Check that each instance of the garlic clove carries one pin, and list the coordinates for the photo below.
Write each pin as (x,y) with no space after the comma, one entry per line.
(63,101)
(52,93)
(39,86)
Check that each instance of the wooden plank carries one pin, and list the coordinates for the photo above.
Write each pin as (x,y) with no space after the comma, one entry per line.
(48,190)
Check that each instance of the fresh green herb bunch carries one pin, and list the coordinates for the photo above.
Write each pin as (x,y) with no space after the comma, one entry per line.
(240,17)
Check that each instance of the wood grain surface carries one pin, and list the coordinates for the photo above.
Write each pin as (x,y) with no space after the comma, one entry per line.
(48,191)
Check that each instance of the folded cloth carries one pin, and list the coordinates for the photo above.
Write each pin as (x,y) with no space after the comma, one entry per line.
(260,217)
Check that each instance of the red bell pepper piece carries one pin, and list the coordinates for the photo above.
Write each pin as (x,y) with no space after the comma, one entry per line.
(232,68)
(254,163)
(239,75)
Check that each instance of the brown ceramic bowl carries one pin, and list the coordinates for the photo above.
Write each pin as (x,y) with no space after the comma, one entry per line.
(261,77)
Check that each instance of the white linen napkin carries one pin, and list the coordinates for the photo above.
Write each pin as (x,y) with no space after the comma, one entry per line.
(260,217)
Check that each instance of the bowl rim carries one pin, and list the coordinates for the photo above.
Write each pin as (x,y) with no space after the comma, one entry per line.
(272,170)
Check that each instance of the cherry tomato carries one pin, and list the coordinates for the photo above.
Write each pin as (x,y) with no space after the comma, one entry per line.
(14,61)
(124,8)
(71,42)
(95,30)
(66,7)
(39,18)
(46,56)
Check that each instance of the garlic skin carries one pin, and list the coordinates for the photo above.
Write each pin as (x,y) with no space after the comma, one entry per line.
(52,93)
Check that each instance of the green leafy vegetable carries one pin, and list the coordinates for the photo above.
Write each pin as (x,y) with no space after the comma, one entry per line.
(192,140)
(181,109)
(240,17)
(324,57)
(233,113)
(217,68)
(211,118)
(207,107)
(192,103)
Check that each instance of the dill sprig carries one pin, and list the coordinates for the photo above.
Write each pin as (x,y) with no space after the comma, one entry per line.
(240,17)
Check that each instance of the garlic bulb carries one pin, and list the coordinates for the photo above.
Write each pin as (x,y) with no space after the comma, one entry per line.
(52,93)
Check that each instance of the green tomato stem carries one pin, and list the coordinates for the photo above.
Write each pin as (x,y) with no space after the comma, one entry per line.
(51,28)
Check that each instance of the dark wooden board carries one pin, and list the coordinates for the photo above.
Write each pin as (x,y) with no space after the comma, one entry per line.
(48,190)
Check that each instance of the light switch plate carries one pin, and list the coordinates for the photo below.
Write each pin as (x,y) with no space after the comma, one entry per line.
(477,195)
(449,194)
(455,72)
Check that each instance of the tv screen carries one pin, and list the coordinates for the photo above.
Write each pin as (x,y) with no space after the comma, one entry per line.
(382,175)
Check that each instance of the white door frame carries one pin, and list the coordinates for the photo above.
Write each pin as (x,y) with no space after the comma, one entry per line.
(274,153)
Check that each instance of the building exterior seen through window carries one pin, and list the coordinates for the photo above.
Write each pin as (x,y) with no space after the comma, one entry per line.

== == ==

Exercise task
Rewrite every line, starting with the line that contains "Check that each instance of the white door" and going on through the end of the entries, keeping all wording unchanged. Multiply each coordinate in the answers by 0.9 and round it to a whole number, with halves rounded up.

Response
Check that each instance of the white door frame carries one pin, and list the coordinates for the photo above.
Write each pin as (x,y) with no space after the comma, one entry per line.
(247,138)
Check that each instance of the building exterior seen through window carries one pin, and list the coordinates for the photo above.
Write each pin as (x,y) with no space after the comma, one entry per line.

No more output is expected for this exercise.